Segmentation mask data.
========================================
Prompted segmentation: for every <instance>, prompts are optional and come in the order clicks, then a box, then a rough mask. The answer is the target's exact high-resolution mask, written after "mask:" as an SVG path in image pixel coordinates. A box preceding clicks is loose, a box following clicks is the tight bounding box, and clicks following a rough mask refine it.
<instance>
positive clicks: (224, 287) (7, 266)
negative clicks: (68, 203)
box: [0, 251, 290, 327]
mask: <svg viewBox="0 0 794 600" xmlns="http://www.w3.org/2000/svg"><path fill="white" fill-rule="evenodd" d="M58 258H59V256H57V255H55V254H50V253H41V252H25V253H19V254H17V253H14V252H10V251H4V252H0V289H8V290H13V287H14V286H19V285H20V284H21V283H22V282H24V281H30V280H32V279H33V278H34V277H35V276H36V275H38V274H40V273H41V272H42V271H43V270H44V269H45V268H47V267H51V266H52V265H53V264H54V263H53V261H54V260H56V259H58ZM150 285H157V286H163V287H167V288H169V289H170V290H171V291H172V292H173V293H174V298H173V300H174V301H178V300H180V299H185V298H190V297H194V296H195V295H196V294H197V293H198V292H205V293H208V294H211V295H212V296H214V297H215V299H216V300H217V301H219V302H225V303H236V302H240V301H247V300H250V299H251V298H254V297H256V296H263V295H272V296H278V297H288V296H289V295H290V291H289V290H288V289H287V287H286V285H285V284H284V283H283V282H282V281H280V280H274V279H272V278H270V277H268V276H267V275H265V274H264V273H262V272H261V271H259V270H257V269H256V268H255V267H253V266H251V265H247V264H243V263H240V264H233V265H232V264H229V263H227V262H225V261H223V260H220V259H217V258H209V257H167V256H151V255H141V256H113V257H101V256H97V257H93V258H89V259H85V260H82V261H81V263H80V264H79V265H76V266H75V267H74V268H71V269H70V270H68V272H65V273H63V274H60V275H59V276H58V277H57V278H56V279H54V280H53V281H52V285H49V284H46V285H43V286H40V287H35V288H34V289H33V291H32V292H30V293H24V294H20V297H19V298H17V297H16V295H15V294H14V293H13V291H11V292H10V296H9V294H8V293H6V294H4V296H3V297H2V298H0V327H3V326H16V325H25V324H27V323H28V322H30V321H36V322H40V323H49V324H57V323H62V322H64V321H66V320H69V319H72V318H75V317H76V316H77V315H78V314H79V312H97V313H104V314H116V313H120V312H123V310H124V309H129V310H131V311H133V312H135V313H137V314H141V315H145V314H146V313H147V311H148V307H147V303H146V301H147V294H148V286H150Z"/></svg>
========================================
TASK BRIEF. What is needed is the data above, output in full and exactly as it stands.

RESPONSE FOR THIS EXERCISE.
Prompted segmentation: for every <instance>, prompts are optional and come in the order clicks, then a box, then a rough mask. The answer is the target's exact high-resolution mask, written after "mask:" as an SVG path in image pixel coordinates. A box preceding clicks is loose, a box following clicks is the tight bounding box, and clicks following a rough mask refine it.
<instance>
positive clicks: (224, 287) (7, 266)
negative clicks: (68, 203)
box: [0, 251, 290, 327]
mask: <svg viewBox="0 0 794 600" xmlns="http://www.w3.org/2000/svg"><path fill="white" fill-rule="evenodd" d="M58 258H59V256H57V255H55V254H50V253H41V252H25V253H19V254H17V253H14V252H10V251H4V252H0V289H8V290H13V287H14V286H19V285H20V284H21V283H22V282H24V281H30V280H32V279H33V278H34V277H35V276H36V275H38V274H40V273H41V272H42V271H43V270H44V269H45V268H47V267H51V266H52V265H53V264H54V263H53V261H54V260H56V259H58ZM150 285H157V286H163V287H167V288H169V289H170V290H171V291H172V292H173V293H174V298H173V300H174V301H178V300H180V299H185V298H190V297H194V296H195V295H196V294H197V293H198V292H205V293H208V294H211V295H212V296H214V297H215V299H216V300H217V301H219V302H225V303H236V302H240V301H247V300H250V299H251V298H254V297H256V296H263V295H272V296H278V297H288V296H289V295H290V291H289V290H288V289H287V287H286V285H285V284H284V283H283V282H282V281H280V280H274V279H272V278H270V277H268V276H267V275H265V274H264V273H262V272H261V271H259V270H257V269H256V268H255V267H253V266H251V265H247V264H243V263H240V264H233V265H232V264H229V263H227V262H225V261H223V260H220V259H217V258H209V257H167V256H151V255H141V256H113V257H101V256H97V257H93V258H89V259H85V260H82V261H81V263H80V264H79V265H76V266H75V267H74V268H71V269H70V270H68V272H65V273H63V274H60V275H59V276H58V277H57V278H56V279H54V280H53V281H52V285H49V284H46V285H43V286H40V287H35V288H34V289H33V291H32V292H30V293H24V294H20V297H19V298H17V297H16V295H15V294H14V293H13V291H11V292H10V296H9V294H8V293H6V294H4V296H3V297H2V298H0V327H3V326H16V325H25V324H27V323H28V322H30V321H36V322H40V323H49V324H57V323H62V322H64V321H66V320H69V319H72V318H75V317H76V316H77V315H78V314H79V312H97V313H104V314H116V313H120V312H123V310H124V309H129V310H131V311H133V312H135V313H137V314H141V315H145V314H146V313H147V311H148V307H147V303H146V301H147V294H148V286H150Z"/></svg>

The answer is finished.